=== DATASET ENTRIES ===
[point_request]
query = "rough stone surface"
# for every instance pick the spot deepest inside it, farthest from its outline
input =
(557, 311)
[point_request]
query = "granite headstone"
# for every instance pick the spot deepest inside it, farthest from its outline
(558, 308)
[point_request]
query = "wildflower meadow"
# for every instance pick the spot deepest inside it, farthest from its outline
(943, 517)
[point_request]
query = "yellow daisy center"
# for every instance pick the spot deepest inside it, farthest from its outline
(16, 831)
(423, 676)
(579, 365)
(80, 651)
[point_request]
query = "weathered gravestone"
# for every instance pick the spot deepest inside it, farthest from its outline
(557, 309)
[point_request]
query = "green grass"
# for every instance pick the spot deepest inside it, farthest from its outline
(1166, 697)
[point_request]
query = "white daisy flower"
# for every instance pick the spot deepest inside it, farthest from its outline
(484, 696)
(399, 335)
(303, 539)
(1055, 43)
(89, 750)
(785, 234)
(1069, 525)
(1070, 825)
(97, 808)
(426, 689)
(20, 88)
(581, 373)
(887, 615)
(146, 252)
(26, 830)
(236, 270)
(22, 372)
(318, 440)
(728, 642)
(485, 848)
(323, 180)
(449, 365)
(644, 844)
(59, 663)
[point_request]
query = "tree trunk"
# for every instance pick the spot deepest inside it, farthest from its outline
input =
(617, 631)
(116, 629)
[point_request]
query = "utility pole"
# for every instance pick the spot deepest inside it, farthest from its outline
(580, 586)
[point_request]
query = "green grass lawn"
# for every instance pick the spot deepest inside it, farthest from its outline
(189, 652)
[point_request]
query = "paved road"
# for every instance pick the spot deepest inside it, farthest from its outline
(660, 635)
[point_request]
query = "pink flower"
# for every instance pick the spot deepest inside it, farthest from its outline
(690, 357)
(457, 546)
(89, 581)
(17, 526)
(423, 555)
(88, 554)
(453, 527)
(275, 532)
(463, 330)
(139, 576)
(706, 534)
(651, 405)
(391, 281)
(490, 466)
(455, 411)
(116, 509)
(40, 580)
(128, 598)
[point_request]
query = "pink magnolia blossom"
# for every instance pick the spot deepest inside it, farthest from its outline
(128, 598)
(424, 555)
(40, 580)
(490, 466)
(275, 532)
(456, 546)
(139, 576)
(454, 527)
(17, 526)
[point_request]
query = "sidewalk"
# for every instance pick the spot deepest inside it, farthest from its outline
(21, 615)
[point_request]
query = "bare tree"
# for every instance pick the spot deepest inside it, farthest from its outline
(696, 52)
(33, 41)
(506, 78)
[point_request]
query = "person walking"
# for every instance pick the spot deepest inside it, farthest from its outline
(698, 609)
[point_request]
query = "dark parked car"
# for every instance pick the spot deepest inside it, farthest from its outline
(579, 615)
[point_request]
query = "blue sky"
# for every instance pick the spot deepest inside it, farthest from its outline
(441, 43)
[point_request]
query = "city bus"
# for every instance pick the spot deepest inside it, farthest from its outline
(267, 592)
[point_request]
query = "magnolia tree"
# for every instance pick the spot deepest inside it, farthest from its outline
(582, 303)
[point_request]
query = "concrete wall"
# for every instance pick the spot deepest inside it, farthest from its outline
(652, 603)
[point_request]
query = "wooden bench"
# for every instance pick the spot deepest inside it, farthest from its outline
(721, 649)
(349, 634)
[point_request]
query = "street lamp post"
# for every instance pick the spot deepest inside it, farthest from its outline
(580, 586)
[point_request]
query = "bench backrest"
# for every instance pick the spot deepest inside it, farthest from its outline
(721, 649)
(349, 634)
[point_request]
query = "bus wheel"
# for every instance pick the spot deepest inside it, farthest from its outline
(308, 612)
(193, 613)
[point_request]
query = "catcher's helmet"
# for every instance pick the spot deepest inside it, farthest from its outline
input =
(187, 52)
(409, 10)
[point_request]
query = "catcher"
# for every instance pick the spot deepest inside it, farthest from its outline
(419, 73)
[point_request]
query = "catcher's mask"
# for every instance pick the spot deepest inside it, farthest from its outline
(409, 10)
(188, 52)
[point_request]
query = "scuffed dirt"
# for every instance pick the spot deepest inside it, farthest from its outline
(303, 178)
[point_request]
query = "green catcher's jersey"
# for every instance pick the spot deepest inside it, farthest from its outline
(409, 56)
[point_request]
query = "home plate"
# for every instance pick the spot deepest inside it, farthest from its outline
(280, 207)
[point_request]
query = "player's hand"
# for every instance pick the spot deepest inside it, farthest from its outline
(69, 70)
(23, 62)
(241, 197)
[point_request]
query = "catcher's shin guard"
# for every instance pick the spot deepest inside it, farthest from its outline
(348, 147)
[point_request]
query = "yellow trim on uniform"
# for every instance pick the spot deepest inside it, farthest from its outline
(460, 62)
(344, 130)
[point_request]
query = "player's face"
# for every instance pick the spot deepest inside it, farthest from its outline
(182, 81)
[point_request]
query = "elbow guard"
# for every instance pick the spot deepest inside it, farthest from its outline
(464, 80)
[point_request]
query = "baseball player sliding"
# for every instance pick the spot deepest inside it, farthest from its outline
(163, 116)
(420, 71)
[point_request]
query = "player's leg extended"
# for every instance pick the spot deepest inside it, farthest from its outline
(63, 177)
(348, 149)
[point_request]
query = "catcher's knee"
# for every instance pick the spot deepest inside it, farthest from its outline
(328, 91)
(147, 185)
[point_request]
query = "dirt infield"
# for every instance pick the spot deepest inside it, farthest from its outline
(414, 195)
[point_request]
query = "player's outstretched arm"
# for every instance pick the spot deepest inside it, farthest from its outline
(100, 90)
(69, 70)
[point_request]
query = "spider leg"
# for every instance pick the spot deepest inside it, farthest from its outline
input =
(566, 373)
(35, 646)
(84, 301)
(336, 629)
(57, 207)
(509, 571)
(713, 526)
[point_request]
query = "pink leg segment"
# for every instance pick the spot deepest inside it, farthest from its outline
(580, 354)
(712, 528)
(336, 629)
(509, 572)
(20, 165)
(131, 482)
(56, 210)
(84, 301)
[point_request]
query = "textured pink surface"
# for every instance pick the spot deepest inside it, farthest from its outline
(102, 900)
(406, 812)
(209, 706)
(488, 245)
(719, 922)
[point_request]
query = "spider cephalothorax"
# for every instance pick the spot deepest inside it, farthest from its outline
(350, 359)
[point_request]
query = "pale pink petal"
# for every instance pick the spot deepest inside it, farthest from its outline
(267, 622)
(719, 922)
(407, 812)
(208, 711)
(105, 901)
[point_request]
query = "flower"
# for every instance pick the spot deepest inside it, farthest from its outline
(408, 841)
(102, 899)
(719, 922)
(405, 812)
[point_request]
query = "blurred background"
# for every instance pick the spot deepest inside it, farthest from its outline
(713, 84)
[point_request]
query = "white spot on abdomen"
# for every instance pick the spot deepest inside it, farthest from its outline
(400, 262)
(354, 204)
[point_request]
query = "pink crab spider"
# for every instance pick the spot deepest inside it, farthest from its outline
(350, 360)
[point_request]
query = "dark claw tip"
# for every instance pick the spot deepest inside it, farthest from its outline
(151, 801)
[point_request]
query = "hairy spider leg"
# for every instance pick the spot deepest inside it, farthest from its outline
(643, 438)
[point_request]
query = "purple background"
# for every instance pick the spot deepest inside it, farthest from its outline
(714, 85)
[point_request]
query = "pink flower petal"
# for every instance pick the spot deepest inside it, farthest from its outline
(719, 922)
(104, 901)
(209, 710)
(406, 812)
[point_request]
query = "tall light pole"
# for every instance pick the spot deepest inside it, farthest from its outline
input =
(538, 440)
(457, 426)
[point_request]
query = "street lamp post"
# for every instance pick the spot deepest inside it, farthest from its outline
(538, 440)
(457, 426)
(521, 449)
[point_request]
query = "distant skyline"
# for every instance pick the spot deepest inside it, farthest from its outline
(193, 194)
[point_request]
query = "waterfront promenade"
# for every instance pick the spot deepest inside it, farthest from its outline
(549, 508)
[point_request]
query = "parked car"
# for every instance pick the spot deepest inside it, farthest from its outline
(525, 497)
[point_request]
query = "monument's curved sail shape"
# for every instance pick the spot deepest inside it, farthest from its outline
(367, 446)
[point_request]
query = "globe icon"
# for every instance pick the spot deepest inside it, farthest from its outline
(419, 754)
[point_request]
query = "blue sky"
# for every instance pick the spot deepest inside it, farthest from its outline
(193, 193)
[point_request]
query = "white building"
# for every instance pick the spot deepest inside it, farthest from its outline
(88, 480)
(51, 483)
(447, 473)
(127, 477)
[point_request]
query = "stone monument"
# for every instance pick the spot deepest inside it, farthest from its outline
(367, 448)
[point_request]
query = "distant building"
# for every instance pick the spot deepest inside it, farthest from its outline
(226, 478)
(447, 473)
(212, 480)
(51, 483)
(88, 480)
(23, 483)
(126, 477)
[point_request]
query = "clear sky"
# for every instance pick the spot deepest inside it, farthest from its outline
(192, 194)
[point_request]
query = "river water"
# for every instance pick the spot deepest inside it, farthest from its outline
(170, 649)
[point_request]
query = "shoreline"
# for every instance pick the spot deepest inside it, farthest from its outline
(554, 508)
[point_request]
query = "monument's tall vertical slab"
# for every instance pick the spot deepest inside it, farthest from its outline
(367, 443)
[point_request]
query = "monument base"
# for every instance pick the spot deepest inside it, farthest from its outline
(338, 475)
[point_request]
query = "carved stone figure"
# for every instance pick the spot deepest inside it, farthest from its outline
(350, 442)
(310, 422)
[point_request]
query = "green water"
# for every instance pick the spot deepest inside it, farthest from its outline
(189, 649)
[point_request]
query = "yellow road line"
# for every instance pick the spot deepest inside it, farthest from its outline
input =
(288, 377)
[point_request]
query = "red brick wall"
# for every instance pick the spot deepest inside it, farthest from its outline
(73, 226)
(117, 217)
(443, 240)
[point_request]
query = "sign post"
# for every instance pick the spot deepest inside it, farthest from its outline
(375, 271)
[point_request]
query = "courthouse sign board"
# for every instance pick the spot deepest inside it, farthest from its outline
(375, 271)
===
Present the data from its opening line through the line containing "(1166, 697)" as a numbered list, leaving out any blank lines.

ANSWER FOR THE TASK.
1. [point_request]
2. query = "rough stone surface"
3. # for every instance pick the spot deepest inside it, farthest from its outline
4. input =
5. (557, 311)
6. [point_request]
7. query = "granite headstone"
8. # for every instance pick the spot deepest inside it, farthest from its outline
9. (558, 308)
10. [point_request]
11. query = "wildflower meadow"
12. # for every instance pick the spot deepest inside it, farthest from its outline
13. (943, 517)
14. [point_request]
15. query = "yellow daisy center"
16. # for every instance pick the spot deepest inside it, farthest from its outline
17. (16, 831)
18. (423, 676)
19. (579, 365)
20. (80, 651)
21. [point_request]
22. query = "weathered gravestone"
23. # for every instance pick the spot deepest inside it, farthest from its outline
24. (557, 309)
25. [point_request]
26. query = "green grass"
27. # for every instance pick the spot deepest inside it, farthest from its outline
28. (1166, 697)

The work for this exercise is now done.